Selection
The previous Allied convoy to Little Andaman was sunk by my aviation at the beginning of March. This time Bigred has deployed what was probably a decoy convoy meant to draw my forces into fighting. My reaction was proportional. On April 6 preliminary air raids against approaching Allied ships occured, with my Vals demonstrating abysmal accuracy and only hitting a single xAK, and on April 7 the main battle happened. To demonstrate what out battles usually look like now, I'll repost the relevant sections of the combat report:

AFTER ACTION REPORTS FOR Apr 07, 43
--------------------------------------------------------------------------------
Night Time Surface Combat, near Car Nicobar at 44,61, Range 2,000 Yards

Japanese Ships
DD Kagero
DD Hatsukaze
DD Urakaze
DD Hagikaze
DD Sazanami
DD Mutsuki
DD Mikazuki
DD Yuzuki

Allied Ships
PT-165, Shell hits 3, and is sunk



Poor visibility due to Thunderstorms with 7% moonlight
Maximum visibility in Thunderstorms and 7% moonlight: 2,000 yards
Range closes to 10,000 yards...

Goal
Could you repeat, word for word, the part of the battle report that opens with the words containing "Poor visibility due" and closes with "to 10,000 yards..."? The records aren't needed here.

Entries
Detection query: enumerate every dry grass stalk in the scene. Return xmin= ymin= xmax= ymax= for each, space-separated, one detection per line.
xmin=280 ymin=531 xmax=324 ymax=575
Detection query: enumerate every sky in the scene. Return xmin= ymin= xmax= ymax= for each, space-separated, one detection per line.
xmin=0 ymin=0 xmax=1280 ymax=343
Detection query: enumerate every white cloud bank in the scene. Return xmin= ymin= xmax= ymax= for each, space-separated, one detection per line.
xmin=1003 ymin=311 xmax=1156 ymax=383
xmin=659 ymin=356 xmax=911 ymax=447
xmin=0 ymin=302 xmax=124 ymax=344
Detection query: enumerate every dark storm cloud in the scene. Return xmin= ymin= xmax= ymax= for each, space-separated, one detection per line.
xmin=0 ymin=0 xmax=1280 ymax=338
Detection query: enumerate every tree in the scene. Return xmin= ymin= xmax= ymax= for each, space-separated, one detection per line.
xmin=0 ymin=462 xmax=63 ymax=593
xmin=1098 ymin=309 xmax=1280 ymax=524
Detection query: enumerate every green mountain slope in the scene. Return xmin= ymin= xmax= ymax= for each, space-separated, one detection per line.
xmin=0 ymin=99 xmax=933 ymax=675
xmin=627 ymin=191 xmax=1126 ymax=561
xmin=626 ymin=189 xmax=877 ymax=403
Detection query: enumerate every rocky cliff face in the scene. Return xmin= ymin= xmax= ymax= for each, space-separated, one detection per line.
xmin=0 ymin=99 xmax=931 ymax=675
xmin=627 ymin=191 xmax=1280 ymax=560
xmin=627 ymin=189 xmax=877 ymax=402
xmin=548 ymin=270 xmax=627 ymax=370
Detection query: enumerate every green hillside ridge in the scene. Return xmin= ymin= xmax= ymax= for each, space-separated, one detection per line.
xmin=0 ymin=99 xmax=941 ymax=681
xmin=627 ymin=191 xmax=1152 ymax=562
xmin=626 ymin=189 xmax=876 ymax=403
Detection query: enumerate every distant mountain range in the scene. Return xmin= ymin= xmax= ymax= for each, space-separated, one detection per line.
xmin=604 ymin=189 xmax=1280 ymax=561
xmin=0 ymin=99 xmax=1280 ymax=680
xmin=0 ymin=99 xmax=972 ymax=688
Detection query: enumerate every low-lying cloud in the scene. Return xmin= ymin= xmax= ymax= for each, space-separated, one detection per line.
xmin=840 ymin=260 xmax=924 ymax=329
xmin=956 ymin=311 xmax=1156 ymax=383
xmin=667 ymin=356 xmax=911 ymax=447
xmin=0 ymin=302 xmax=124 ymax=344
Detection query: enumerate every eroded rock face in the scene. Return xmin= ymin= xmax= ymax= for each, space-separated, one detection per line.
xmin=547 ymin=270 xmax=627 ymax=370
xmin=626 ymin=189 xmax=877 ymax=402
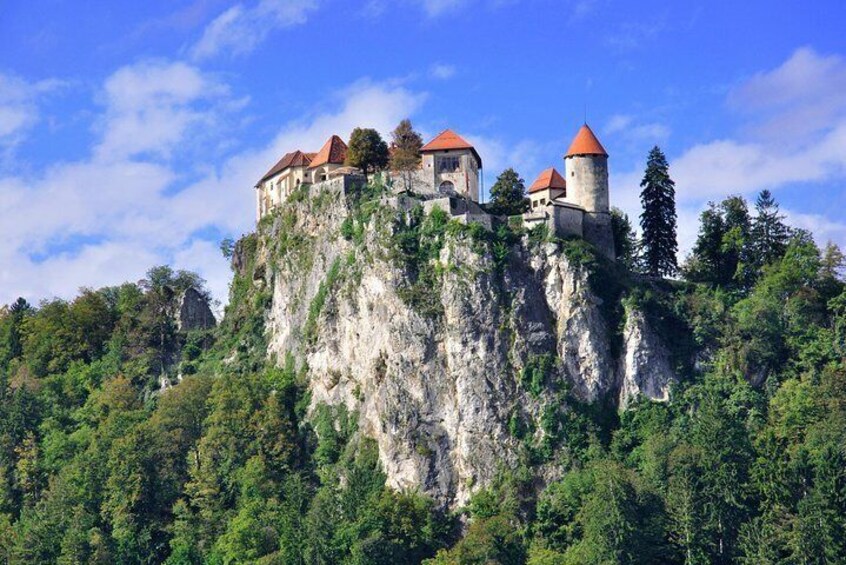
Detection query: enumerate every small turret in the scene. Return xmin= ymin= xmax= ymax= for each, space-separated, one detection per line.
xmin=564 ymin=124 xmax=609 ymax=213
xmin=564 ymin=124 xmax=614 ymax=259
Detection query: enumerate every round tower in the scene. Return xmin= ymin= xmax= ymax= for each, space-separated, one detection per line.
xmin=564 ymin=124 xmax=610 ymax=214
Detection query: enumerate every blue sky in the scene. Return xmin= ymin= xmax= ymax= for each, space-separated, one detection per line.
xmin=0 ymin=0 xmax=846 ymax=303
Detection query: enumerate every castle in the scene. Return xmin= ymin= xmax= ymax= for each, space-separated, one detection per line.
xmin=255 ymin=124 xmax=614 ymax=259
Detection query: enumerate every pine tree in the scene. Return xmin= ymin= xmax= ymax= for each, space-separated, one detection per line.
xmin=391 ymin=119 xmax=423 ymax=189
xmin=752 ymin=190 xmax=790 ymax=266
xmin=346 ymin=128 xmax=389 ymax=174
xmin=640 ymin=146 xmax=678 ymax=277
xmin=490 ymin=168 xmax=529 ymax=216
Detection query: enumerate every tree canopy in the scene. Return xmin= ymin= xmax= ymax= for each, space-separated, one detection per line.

Full solution
Poor visibility due to Thunderstorms with 7% moonlight
Maximum visibility in Thunderstorms and 7% moonlight: 2,000 yards
Range closes to 10,000 yards...